Richiesta scritta
Riscrivi identico, riga per riga, tutto il materiale che segue, tralasciando le immagini.

^^^^^^^^

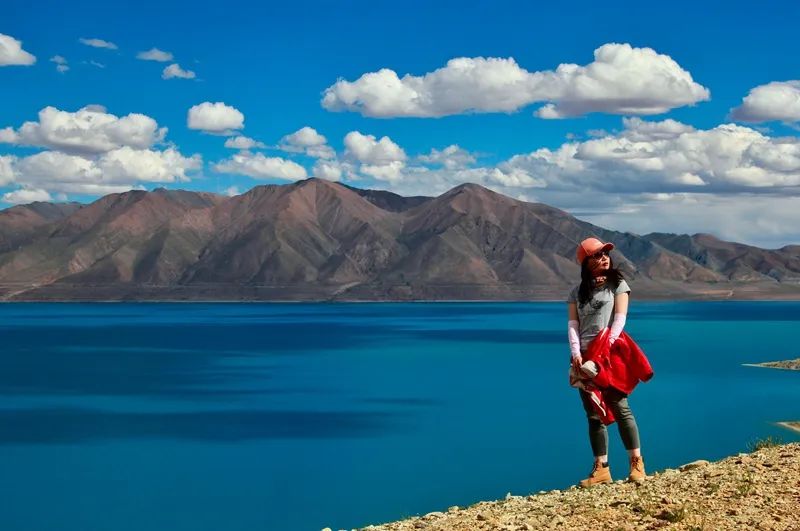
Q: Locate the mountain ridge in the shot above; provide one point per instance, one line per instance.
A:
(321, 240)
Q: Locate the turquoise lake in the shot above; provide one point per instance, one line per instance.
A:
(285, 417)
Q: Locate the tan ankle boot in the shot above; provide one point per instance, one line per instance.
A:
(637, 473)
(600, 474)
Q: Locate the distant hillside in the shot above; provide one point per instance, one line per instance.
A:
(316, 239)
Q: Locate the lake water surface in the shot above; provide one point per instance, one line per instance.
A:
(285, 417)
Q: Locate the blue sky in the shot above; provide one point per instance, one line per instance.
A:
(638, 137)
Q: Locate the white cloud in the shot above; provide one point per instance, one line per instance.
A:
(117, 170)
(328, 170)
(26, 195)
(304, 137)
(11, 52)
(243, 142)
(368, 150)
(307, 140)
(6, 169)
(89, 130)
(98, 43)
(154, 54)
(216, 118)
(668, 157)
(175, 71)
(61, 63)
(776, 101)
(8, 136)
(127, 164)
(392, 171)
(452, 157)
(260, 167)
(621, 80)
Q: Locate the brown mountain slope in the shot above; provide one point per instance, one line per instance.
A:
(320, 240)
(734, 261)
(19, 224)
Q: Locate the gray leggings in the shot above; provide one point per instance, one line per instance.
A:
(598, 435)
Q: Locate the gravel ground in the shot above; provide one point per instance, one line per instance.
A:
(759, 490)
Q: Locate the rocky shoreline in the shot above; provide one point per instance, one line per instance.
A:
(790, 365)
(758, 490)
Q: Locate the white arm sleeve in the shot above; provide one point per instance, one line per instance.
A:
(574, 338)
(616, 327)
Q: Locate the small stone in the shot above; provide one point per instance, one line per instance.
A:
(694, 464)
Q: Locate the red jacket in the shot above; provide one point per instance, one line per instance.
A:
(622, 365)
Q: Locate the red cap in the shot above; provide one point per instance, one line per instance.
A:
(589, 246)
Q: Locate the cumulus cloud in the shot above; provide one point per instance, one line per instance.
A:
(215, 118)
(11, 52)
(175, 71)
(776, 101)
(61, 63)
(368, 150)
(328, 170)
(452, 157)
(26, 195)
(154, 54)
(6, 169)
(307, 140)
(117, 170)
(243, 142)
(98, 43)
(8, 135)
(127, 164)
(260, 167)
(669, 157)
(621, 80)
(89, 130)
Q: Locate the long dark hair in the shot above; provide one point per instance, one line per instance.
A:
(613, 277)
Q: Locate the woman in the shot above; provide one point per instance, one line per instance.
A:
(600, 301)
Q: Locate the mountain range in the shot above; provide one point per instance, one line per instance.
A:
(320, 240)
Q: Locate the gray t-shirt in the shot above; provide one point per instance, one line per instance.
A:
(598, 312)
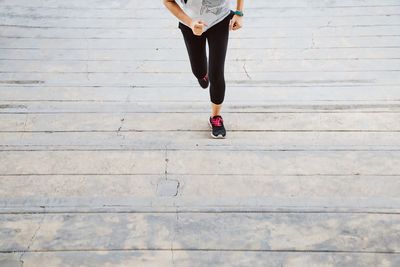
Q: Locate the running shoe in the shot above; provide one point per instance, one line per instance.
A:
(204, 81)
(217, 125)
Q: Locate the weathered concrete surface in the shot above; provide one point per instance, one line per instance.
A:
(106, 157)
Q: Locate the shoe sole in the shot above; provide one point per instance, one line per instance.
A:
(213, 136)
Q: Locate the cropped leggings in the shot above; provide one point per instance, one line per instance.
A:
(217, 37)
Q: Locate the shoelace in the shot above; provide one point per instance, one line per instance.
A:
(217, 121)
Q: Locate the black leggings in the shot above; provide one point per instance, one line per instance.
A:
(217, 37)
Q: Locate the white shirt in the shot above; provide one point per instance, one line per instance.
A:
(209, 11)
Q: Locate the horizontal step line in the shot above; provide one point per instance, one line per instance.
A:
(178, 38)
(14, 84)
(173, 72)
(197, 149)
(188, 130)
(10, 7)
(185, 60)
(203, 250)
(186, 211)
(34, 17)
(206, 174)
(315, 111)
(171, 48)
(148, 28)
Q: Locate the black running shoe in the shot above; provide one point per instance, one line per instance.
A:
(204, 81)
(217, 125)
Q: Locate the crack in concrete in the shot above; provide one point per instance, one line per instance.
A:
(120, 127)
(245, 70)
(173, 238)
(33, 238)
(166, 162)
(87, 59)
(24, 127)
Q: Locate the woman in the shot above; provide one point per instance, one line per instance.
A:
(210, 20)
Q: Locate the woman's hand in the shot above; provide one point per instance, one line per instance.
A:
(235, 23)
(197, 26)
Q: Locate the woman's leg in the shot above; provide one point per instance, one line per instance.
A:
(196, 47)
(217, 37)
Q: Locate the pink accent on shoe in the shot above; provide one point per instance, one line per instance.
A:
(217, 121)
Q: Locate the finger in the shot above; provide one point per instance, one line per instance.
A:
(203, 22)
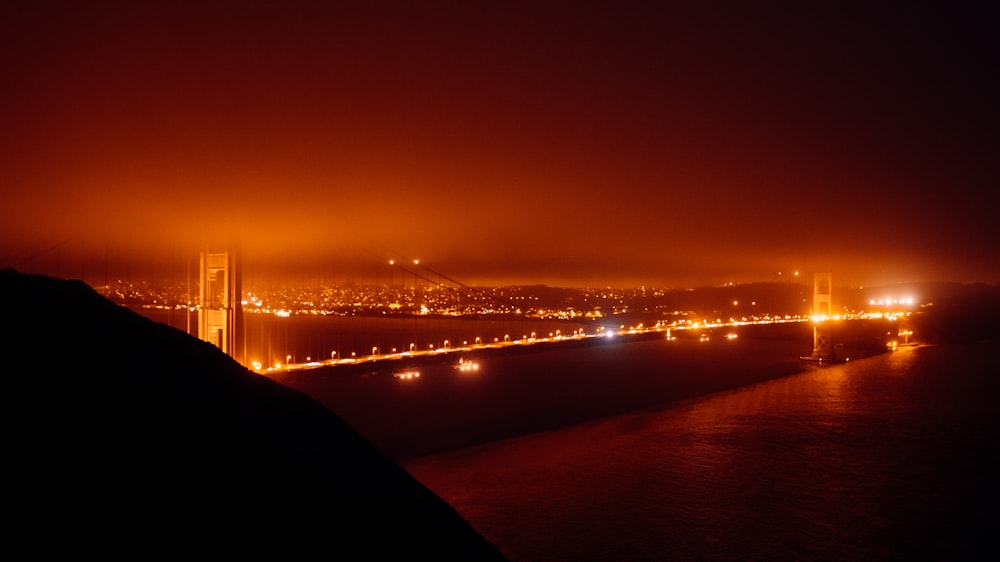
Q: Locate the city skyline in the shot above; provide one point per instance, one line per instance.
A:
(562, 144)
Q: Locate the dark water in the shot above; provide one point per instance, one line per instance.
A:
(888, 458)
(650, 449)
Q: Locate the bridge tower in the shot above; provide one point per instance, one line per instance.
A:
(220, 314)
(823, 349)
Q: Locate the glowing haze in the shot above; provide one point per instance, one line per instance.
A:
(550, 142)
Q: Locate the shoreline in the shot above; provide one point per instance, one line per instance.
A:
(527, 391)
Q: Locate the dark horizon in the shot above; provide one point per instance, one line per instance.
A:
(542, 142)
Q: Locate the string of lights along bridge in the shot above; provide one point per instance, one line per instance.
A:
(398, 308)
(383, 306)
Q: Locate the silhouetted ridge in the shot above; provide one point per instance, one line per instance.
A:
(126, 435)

^^^^^^^^

Risultato
Q: Locate the mountain ridge in the shot above; provide one point per instance, one line per instance.
A:
(321, 240)
Q: Locate the turquoise lake in the shot above; provide one point per instance, one line per instance.
A:
(285, 417)
Q: Locate the tan ankle boot in the shot above; provide one point per instance, one line per instance.
A:
(637, 473)
(600, 474)
Q: Locate the distant hillside in the shot above; provide one point per instance, one line per instance.
A:
(316, 239)
Q: Locate the lake water surface in the shot above; provide one point per instance, one line per instance.
A:
(285, 417)
Q: Locate the blue sky in the shot above; provide one point per instance, one line per instance.
A:
(638, 137)
Q: Locate the white cloud in the shot above; provide one point per instance, one line per instance.
A:
(117, 170)
(328, 170)
(26, 195)
(304, 137)
(11, 52)
(243, 142)
(368, 150)
(307, 140)
(6, 169)
(89, 130)
(98, 43)
(154, 54)
(216, 118)
(668, 157)
(175, 71)
(61, 63)
(776, 101)
(8, 136)
(127, 164)
(392, 171)
(452, 157)
(260, 167)
(621, 80)
Q: Locate the brown mountain slope in the shot above; provide one point per instance, one line per instance.
A:
(320, 240)
(734, 261)
(19, 224)
Q: Locate the gray leggings in the shot above; provide one point per instance, one line per instance.
A:
(598, 435)
Q: Locate the gravel ground in the shot above; provide one point per instance, one line per instance.
A:
(759, 490)
Q: Locate the rocky shoreline in the shot above; provide one point per instance, one line per instance.
A:
(790, 365)
(758, 490)
Q: Locate the white arm sleeve in the shot above; provide one point per instance, one line per instance.
A:
(574, 338)
(616, 327)
Q: Locate the small stone in the shot above; provide one point per instance, one line per instance.
A:
(694, 464)
Q: Locate the red jacket in the shot above; provide one point per instance, one line per instance.
A:
(622, 365)
Q: Locate the red cap in the shot above; provide one point per instance, one line per instance.
A:
(589, 246)
Q: Locate the cumulus cloud in the shot above; provide one point per instance, one line per instance.
A:
(215, 118)
(11, 52)
(175, 71)
(776, 101)
(61, 63)
(368, 150)
(328, 170)
(452, 157)
(26, 195)
(154, 54)
(6, 169)
(307, 140)
(117, 170)
(243, 142)
(98, 43)
(8, 135)
(127, 164)
(260, 167)
(669, 157)
(621, 80)
(89, 130)
Q: Locate the long dark hair in the shot above; provide one point per instance, one line per instance.
A:
(613, 277)
Q: Locate the woman in the shot above; provide one point per instance, one line per instance.
A:
(600, 301)
Q: Locate the mountain range in the shot above; provide one point per instance, one line per instance.
A:
(320, 240)
Q: Locate the gray t-shirt in the shot above; provide one point per instance, one line per instance.
A:
(598, 312)
Q: Locate the running shoe in the shot above; provide one point per instance, one line per instance.
A:
(204, 81)
(217, 125)
Q: Locate the weathered concrete surface in the shot above; provide one point per instance, one line per instance.
A:
(106, 157)
Q: Locate the shoe sole in the shot above; provide one point per instance, one line per instance.
A:
(213, 136)
Q: Locate the cropped leggings in the shot above; provide one point per instance, one line per instance.
A:
(217, 37)
Q: Locate the shoelace in the shot above; provide one point per instance, one line per instance.
A:
(217, 121)
Q: Locate the black leggings in the shot above; provide one point per instance, one line per instance.
A:
(217, 37)
Q: Locate the white shirt in the shot above; provide one point per instance, one line per instance.
A:
(209, 11)
Q: Locate the horizontal step line in the shot above; provide one point per instance, one line per instance.
A:
(178, 38)
(14, 84)
(173, 72)
(197, 149)
(188, 130)
(10, 7)
(185, 60)
(203, 250)
(186, 211)
(34, 17)
(206, 174)
(315, 111)
(171, 48)
(148, 28)
Q: Locate the black running shoe in the shot above; provide one point per instance, one line per instance.
A:
(204, 81)
(217, 125)
Q: Locate the crack in concrete in the shot above; provide one point per instance, one line per instance.
A:
(120, 127)
(245, 70)
(173, 238)
(33, 238)
(166, 162)
(87, 59)
(24, 127)
Q: Locate the woman in the shot above; provide one point per instance, one line per instance.
A:
(210, 20)
Q: Locate the woman's hand in the shot above; provide one point per instance, one line per instance.
A:
(235, 23)
(197, 26)
Q: Locate the woman's leg in the shot above; provide one point per instance, one line per instance.
A:
(196, 47)
(217, 37)
Q: Locate the pink accent on shoe in the shot above; provide one point per instance, one line per instance.
A:
(217, 121)
Q: Locate the finger in the shot above; provide one point per instance, one line per instance.
A:
(203, 22)
Q: Locate the city skyline in the shot above; provide one point per instance, one line per instance.
A:
(562, 144)
Q: Locate the dark water in the shot above; provide one point per instance, one line per instance.
A:
(888, 458)
(650, 449)
Q: Locate the bridge tower in the shot above; provide one point per instance, one line per instance.
A:
(220, 314)
(823, 349)
Q: Locate the glowing haze in the shot above; provide one point per instance, one line per instance.
A:
(550, 142)
Q: Locate the shoreline in the shot above; provide one point per instance, one line per instance.
A:
(527, 391)
Q: Locate the dark horizon in the shot above; provide one point per instance, one line per instance.
A:
(542, 142)
Q: Locate the string of lights along bridge in the shot above; provide one point per instance, one line per instance.
A:
(398, 308)
(383, 306)
Q: Locate the silhouetted ridge in the shot above; provide one point per instance, one line per instance.
A:
(126, 435)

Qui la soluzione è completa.